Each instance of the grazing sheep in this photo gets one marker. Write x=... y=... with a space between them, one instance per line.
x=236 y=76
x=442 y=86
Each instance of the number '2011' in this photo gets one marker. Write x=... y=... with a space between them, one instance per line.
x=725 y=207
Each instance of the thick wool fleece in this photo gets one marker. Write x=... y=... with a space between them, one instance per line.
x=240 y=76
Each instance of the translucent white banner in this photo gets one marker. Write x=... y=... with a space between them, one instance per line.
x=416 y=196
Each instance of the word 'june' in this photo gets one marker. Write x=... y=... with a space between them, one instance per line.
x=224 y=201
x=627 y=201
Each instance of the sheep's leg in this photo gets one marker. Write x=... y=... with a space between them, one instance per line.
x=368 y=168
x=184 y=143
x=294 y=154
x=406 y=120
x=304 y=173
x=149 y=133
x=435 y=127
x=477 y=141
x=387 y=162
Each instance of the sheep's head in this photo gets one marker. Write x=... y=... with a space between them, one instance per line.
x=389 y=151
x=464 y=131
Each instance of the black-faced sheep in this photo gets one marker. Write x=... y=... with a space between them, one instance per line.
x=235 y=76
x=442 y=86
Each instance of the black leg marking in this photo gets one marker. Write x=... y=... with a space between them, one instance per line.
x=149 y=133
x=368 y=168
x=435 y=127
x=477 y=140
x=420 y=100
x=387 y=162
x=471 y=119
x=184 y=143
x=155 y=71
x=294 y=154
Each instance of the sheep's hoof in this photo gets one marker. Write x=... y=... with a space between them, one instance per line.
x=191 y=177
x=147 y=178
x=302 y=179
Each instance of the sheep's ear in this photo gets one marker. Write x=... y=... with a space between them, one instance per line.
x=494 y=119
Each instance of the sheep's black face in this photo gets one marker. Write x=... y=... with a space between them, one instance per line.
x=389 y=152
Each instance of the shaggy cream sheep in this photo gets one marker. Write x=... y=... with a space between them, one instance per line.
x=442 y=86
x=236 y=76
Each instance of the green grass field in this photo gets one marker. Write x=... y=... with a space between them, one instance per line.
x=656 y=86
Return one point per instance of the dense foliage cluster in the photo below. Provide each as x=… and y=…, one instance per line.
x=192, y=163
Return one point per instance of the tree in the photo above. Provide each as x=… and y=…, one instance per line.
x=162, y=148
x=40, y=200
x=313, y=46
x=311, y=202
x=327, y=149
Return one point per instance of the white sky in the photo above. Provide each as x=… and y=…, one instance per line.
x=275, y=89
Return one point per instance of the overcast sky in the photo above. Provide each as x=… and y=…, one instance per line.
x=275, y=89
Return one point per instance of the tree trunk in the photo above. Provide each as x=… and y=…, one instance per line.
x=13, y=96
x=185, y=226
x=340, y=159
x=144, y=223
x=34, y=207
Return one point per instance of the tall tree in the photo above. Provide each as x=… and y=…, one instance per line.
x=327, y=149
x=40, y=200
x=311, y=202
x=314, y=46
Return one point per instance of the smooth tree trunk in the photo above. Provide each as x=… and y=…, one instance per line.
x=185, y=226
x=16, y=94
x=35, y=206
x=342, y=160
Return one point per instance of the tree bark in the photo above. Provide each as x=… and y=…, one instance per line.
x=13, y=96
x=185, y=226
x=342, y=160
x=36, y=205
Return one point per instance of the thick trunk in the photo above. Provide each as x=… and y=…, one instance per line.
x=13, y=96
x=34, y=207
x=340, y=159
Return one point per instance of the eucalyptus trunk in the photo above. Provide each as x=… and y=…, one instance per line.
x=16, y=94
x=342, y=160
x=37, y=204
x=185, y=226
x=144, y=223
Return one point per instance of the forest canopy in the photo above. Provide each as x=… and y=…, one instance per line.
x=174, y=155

::::

Repeat what the records above say. Use their exact words.

Each instance of the grazing sheep in this photo gets one marker. Write x=... y=... with a space between them, one instance per line.
x=236 y=76
x=442 y=86
Each instance of the number '2011' in this photo gets one marker. Write x=... y=... with a space between them, one instance per line.
x=725 y=207
Each instance of the thick wool fleece in this photo gets one marker. Write x=... y=... with a space between them, one instance per line.
x=240 y=76
Each instance of the translucent white banner in this photo gets one marker. Write x=... y=... with a space between them, one instance per line.
x=416 y=196
Each instance of the word 'june' in this photo gets one marker. Write x=... y=... with a space between them, one instance per line.
x=224 y=201
x=627 y=201
Each instance of the sheep's leg in this photo gets one marker. Write x=... y=... with a space between them, one instance per line.
x=368 y=168
x=184 y=143
x=294 y=154
x=406 y=120
x=304 y=173
x=149 y=133
x=435 y=127
x=477 y=141
x=387 y=162
Each instance of the sheep's head in this photo gets one marker. Write x=... y=... with a space between them, one instance per line.
x=389 y=151
x=464 y=131
Each instance of the black-faced sheep in this photo gets one marker. Write x=... y=... with a space between them, one instance per line.
x=235 y=76
x=442 y=86
Each instance of the black leg marking in this photo gets one marker. Write x=... y=... with a space between them, one instance per line.
x=149 y=133
x=368 y=168
x=435 y=127
x=477 y=140
x=420 y=100
x=387 y=162
x=471 y=119
x=184 y=143
x=155 y=71
x=294 y=154
Each instance of the sheep's hoof in this photo gets one marker. Write x=... y=... with a space between them, one instance per line.
x=191 y=177
x=147 y=178
x=302 y=179
Each instance of the sheep's ear in this photo gets one marker. Write x=... y=... with a space between them, one instance per line.
x=494 y=119
Each instance of the sheep's black face in this photo gets one marker. Write x=... y=... with a space between them, one instance per line.
x=389 y=152
Each instance of the shaggy cream sheep in this photo gets one marker. Write x=... y=... with a space between them, one instance per line.
x=442 y=86
x=236 y=76
Each instance of the green grass field in this photo gets one marker. Write x=... y=... with a space between them, one instance per line.
x=656 y=86
Return one point per instance of the dense foliage cluster in the photo below. Provide each as x=… and y=…, one instance per line.
x=192, y=163
Return one point per instance of the tree in the photo above. Provide each as x=… and y=…, one instance per line.
x=162, y=148
x=40, y=200
x=313, y=46
x=311, y=202
x=327, y=149
Return one point per instance of the white sky in the photo above. Provide each as x=… and y=…, one instance per line.
x=275, y=89
Return one point per instance of the overcast sky in the photo above. Provide each as x=… and y=…, one instance per line.
x=275, y=89
Return one point per instance of the tree trunk in the photo above. Provide each as x=… and y=…, one instance per line.
x=13, y=96
x=185, y=226
x=340, y=159
x=144, y=223
x=34, y=207
Return one point per instance of the tall tree in the photo above. Provide each as x=… and y=…, one instance per line.
x=327, y=149
x=40, y=200
x=311, y=202
x=314, y=46
Return one point per instance of the smooth tree trunk in the photo above. Provide each as x=… and y=…, one instance per line.
x=185, y=226
x=16, y=94
x=35, y=206
x=342, y=160
Return one point per instance of the tree bark in the photo above. Provide each as x=… and y=…, one instance per line.
x=13, y=96
x=185, y=226
x=342, y=160
x=36, y=205
Return one point per instance of the thick trunk in the photo above. Provide each as x=… and y=…, one instance per line.
x=13, y=96
x=34, y=207
x=340, y=159
Return one point per instance of the eucalyptus trunk in the photo above. Provide each as x=… and y=…, one instance per line.
x=16, y=94
x=342, y=160
x=37, y=204
x=185, y=226
x=144, y=223
Return one point per instance of the forest canopy in the photo above. Provide each as x=… and y=…, one instance per line.
x=174, y=155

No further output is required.